Members of Via Campesina, Indigenous Environmental Network and It Takes Roots coalition marching in Paris
Outside the COP is where we saw alliances formed with the Indigenous Environmental Network, other U.S. Environmental Justice groups and Via Campesina who marched in solidarity with climate migrants who have been forced to flee their countries. These are the groups and people who understand what was at stake in Paris and how global leaders largely failed us.
Danny Chivers and Jess Worth from New Internationalist Magazine offered one of the best analyses of the climate deal, because they compared it to a four point “People’s Test”:
1. Catalyze immediate, urgent and drastic emission reductions;
2. Provide adequate support for transformation;
3. Deliver justice for impacted people; and
4. Focus on genuine, effective action rather than false solutions.
On all these fronts, Danny and Jess state the COP agreement fails because, “Scored in this way, the Paris Agreement is a disaster for the world’s most vulnerable people. The headline target of 1.5 degrees and eventual decarbonization look good on paper but there’s no sign that governments are willing to make them a reality yet. Paris could mark the beginning of the end of the fossil fuel industry, but much more needs to change before that becomes a reality.”
Post Paris People’s Movement
And so what does this mean moving forward? I believe it means more organizing, more direct action, more defiance and embracing the idea that climate change is an interrelated network of oppressive systems. It’s caused by a synthesis of human activities including emissions, and catalyzed by past and present human policies that continue to subjugate, objectify and increase vulnerabilities. Policies and systems like these cannot be vanquished by environmentalists, but by abolitionists.
Another new friend of mine, Wen Stephenson, in his latest book What We Are Fighting For Now Is Each Other compounds this point in a chapter called, “The New Abolitionists.” In it he states, “And so I want to say a word for the radical – and for the kind of radical movement that has made possible, politically and socially, things that were previously unthinkable. The kind of movement that responds to a situation that is itself radical – radically threatening, radically unjust – in which people are forced to decide who they really are, and what their conscience requires of them, and what they must do.”
Similar to Wen’s book I see this agreement as a call to arms, a call to the new abolitionists to do what is necessary to survive. We have license to do this, especially in the United States where we celebrate a document every year that reads, in part,”When in the Course of human events, it becomes necessary for one people to dissolve the political bands which have connected them with another, and to assume among the powers of the earth, the separate and equal station to which the Laws of Nature and of Nature’s God entitle them, a decent respect to the opinions of mankind requires that they should declare the causes which impel them to the separation.”
The same document goes on to say, “But when a long train of abuses and usurpations, pursuing invariably the same Object evinces a design to reduce them under absolute Despotism, it is their right, it is their duty, to throw off such Government, and to provide new Guards for their future security.”
The course of human events and the long train of abuses etc… is climate change, and we have every right to declare the causes which impel us to separate from global catastrophe caused by climate disruption. We also have a responsibility to make sure this happens as quickly and decisively as possible.
So while I am measurably content about the agreement, I am not ready to dance a jig. And for those who do see this as a time to celebrate, I would recommend holding on to your champagne until New Years Eve.

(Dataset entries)
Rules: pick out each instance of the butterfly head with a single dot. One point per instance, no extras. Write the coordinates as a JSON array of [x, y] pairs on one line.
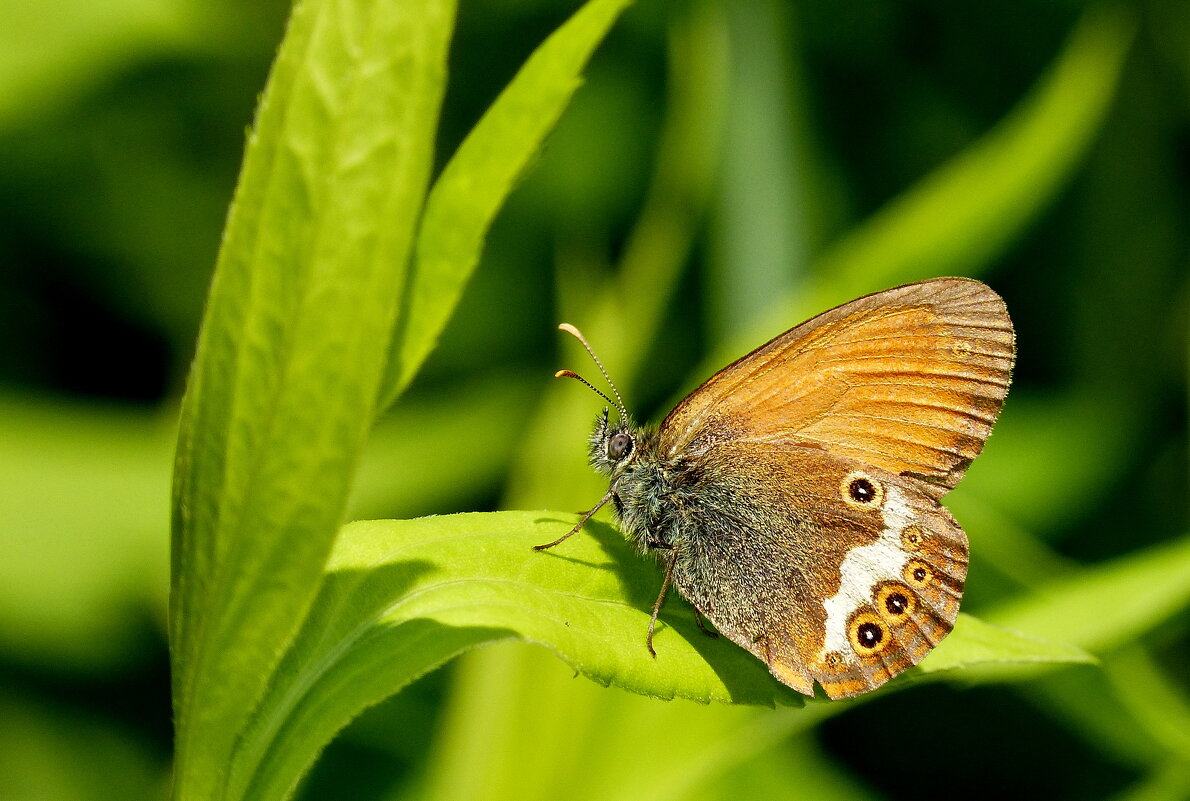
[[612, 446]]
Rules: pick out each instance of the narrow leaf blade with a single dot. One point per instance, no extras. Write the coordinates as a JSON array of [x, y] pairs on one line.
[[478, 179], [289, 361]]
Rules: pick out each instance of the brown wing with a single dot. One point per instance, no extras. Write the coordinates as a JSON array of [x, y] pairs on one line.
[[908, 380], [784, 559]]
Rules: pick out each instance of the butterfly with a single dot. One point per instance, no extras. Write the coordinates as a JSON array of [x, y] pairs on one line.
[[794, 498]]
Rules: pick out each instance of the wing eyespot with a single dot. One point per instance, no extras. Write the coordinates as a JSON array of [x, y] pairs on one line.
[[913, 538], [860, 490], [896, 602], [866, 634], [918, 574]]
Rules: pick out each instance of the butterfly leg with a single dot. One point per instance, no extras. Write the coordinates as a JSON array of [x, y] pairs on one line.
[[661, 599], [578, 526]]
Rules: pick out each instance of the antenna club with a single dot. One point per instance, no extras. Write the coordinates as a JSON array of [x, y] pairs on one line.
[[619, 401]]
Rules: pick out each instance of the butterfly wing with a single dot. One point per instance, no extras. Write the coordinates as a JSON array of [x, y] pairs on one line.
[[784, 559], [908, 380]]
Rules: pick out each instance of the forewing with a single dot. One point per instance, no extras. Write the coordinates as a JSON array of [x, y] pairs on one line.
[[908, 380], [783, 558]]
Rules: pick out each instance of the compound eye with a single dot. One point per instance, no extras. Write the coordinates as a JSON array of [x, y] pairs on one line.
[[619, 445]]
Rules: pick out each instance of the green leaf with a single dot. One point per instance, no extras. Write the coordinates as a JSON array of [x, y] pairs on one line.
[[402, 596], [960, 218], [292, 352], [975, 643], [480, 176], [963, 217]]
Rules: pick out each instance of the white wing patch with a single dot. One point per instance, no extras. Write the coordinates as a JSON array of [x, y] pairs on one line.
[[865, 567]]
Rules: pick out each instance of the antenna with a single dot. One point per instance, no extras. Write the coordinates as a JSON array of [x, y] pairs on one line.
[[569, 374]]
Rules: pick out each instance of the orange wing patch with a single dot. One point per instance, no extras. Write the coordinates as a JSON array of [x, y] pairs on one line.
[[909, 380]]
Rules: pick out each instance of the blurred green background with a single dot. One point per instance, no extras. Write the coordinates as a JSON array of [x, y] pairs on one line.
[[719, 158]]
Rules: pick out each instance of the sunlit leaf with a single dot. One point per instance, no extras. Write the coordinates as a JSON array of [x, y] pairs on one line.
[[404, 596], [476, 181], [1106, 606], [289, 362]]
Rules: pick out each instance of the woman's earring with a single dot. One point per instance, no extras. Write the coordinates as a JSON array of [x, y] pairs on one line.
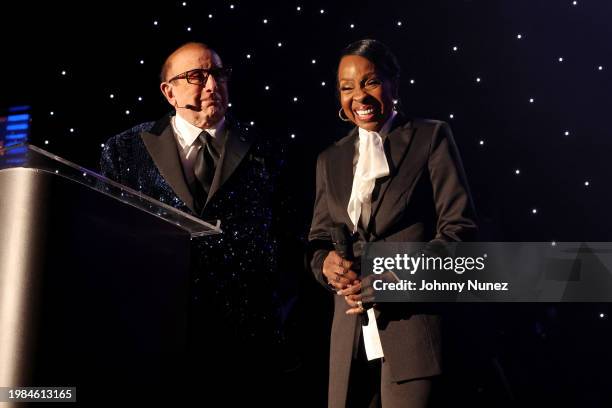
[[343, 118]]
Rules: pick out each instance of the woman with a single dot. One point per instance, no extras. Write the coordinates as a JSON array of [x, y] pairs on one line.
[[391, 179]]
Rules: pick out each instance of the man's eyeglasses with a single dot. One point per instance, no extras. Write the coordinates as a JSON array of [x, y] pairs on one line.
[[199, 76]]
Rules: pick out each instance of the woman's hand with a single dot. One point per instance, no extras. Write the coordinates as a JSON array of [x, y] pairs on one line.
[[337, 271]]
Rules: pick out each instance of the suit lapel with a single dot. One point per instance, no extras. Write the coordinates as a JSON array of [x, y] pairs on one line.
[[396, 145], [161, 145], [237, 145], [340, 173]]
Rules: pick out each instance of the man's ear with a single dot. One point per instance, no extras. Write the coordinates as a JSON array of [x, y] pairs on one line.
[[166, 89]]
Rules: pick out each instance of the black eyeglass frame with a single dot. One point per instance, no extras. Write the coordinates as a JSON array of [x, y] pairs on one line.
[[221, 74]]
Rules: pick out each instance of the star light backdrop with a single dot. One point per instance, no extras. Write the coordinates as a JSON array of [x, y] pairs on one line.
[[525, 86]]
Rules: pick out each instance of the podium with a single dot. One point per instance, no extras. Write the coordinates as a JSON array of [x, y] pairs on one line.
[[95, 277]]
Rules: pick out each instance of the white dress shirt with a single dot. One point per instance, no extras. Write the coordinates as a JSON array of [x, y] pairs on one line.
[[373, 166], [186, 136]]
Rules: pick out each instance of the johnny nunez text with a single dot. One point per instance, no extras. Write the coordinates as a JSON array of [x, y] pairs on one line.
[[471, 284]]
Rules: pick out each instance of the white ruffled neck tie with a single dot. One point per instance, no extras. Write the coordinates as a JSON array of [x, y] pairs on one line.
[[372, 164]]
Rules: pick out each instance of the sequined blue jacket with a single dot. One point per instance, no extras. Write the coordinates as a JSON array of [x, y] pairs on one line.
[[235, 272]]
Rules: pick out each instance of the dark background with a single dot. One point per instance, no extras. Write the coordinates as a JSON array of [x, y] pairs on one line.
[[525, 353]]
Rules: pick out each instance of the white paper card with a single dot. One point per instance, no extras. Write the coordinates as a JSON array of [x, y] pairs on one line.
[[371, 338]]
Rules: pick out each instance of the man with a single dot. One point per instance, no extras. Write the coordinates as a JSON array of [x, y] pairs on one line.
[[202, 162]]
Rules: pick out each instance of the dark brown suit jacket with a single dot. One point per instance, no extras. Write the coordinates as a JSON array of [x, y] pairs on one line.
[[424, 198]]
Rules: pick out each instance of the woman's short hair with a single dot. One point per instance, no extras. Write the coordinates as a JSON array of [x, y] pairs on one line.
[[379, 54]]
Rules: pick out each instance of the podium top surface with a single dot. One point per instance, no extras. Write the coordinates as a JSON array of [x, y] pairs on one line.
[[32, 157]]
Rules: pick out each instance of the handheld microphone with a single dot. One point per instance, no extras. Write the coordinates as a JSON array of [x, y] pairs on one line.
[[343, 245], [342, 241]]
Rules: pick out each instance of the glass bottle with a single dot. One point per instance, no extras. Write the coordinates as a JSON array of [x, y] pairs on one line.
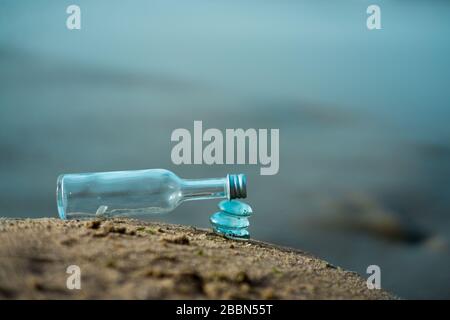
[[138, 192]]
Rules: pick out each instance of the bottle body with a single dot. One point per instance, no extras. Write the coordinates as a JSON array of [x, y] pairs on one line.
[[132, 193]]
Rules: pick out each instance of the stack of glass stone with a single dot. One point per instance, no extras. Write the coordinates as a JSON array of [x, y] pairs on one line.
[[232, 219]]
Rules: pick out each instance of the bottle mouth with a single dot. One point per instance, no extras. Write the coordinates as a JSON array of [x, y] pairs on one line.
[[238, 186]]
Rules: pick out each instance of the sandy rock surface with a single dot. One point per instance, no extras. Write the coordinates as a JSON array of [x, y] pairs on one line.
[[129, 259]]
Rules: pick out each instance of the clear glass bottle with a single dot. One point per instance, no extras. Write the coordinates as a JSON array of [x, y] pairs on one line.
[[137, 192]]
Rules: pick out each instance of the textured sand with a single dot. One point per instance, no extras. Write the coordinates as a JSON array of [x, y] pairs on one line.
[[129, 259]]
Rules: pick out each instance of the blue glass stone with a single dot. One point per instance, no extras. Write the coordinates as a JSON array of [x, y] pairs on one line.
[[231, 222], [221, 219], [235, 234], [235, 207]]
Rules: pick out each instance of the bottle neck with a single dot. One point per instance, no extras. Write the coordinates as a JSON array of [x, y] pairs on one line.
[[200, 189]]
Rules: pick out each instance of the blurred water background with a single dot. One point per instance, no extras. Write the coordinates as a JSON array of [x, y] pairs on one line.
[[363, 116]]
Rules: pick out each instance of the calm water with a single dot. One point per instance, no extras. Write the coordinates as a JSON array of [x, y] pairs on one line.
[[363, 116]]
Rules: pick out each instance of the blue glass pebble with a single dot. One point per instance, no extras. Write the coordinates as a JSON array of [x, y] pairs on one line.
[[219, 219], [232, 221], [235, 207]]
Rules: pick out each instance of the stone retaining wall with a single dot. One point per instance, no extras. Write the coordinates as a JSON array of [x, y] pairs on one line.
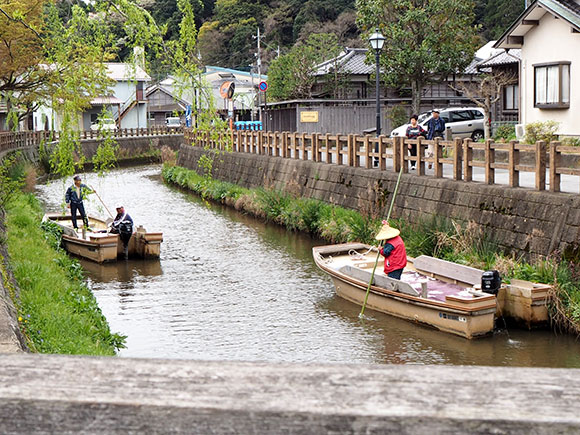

What to do:
A – In the climate deal text, who compared the agreement to a four-point "People's Test"?
B – Please copy the climate deal text word for word, from "Members of Via" up to and including "largely failed us.".

Answers for the exercise:
A – Danny Chivers and Jess Worth from New Internationalist Magazine.

B –
Members of Via Campesina, Indigenous Environmental Network and It Takes Roots coalition marching in Paris
Outside the COP is where we saw alliances formed with the Indigenous Environmental Network, other U.S. Environmental Justice groups and Via Campesina who marched in solidarity with climate migrants who have been forced to flee their countries. These are the groups and people who understand what was at stake in Paris and how global leaders largely failed us.